*** Data in this exercise ***

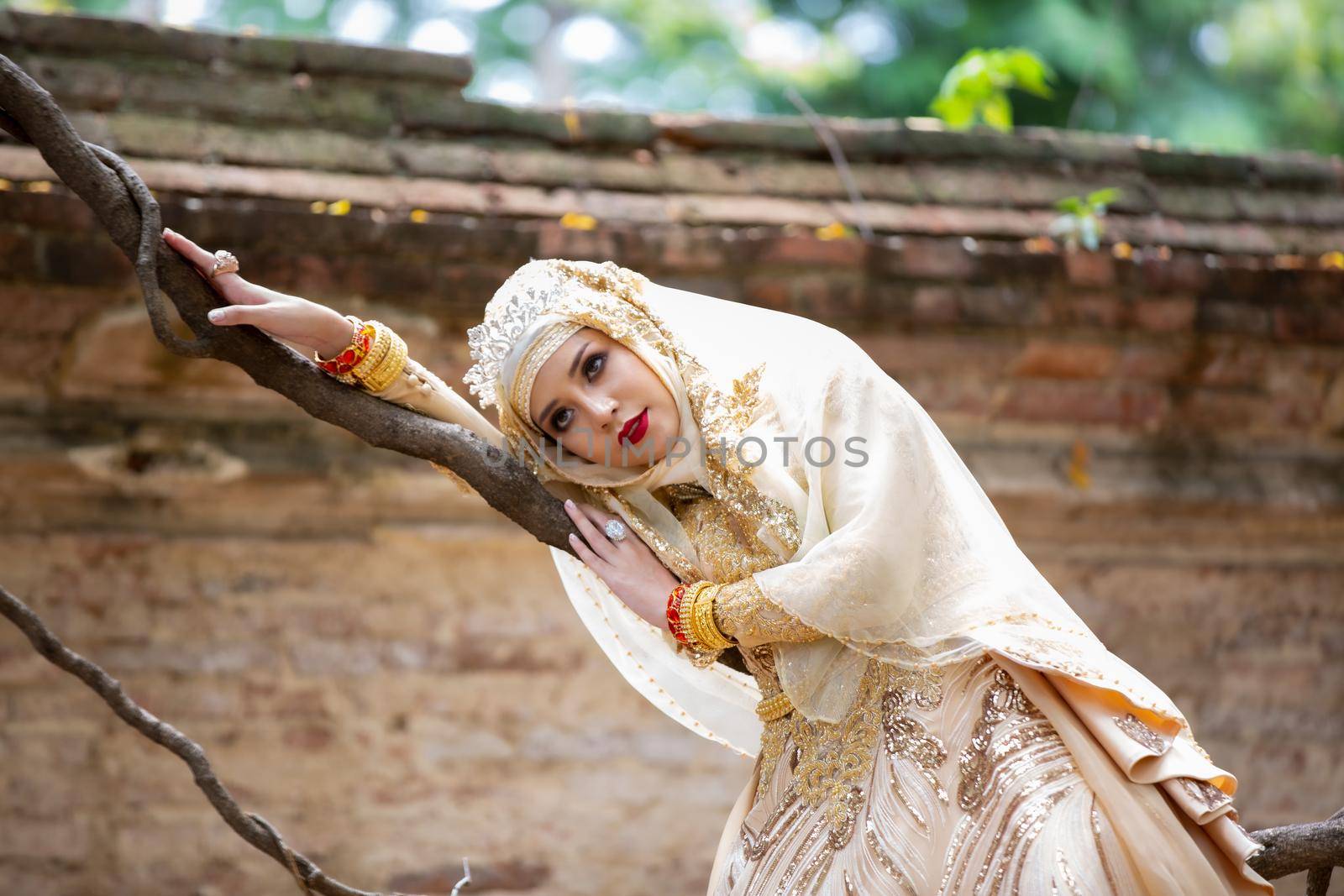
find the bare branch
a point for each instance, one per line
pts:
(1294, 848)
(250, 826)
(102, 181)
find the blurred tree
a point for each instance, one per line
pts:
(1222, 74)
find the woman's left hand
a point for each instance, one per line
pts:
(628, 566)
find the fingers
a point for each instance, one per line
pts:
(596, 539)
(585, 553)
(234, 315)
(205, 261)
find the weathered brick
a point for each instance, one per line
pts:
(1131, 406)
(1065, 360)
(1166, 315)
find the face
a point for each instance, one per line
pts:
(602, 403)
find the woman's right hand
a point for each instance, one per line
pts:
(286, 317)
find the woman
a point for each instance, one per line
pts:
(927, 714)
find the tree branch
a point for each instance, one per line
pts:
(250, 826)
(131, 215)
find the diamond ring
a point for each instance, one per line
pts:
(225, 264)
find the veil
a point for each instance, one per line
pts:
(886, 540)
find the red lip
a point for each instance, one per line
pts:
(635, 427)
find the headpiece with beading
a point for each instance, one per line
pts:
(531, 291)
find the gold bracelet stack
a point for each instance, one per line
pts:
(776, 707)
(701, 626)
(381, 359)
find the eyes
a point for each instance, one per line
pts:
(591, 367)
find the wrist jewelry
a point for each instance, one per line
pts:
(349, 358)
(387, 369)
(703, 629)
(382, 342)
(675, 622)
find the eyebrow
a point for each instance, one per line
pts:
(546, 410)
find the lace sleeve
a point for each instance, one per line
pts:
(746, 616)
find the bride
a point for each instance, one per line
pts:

***

Stated task.
Render every line of the items above as a single numbered list, omitting blank lines and leaving out the pictures.

Task response.
1. find the bare branch
2. a point for each instance, one per line
3. pts:
4. (1294, 848)
5. (250, 826)
6. (102, 181)
7. find the blurred tree
8. a point for each instance, one per line
9. pts:
10. (1222, 74)
11. find the woman's left hand
12. a point for each instance, one per line
13. pts:
14. (628, 566)
15. find the fingers
16. a point for each instance, one per line
17. pts:
18. (596, 539)
19. (585, 553)
20. (234, 315)
21. (205, 261)
22. find the weathered brick
23. a point for each instance, one per line
24. pts:
25. (1131, 406)
26. (1065, 360)
27. (1166, 315)
28. find the face
29. a point for each instance, one per line
30. pts:
31. (602, 403)
32. find the woman's right hand
33. a point for each instance, one per line
34. pts:
35. (286, 317)
36. find the woman
37. a point for each instance, one per line
38. pts:
39. (927, 714)
40. find the tree branch
41. a point for each instance, one per line
42. pts:
43. (250, 826)
44. (131, 215)
45. find the diamond ring
46. a point for each instance, one per line
47. pts:
48. (225, 264)
49. find the veil
50. a point for each instance, one per line
51. pts:
52. (886, 540)
53. find the red lip
54. a point for each instance, one per line
55. pts:
56. (635, 427)
57. find the headpiece with beading
58. a point for each instance, one per line
59. pts:
60. (531, 291)
61. find the gold bracelet stack
62. a point for each instance, one per line
63. pts:
64. (776, 707)
65. (701, 626)
66. (381, 359)
67. find the eyes
68. a point for each instance, one per line
69. pts:
70. (591, 367)
71. find the wrist jewelry
72. a point for each instance, one per line
73. pts:
74. (349, 358)
75. (387, 369)
76. (703, 629)
77. (382, 342)
78. (675, 622)
79. find the eyebrow
80. a point for each instance, one per line
81. pts:
82. (546, 410)
83. find the lace sleeve
84. a point for each instance, one per line
85. pts:
86. (746, 616)
87. find the bride
88. a point for each instance, one per line
89. pts:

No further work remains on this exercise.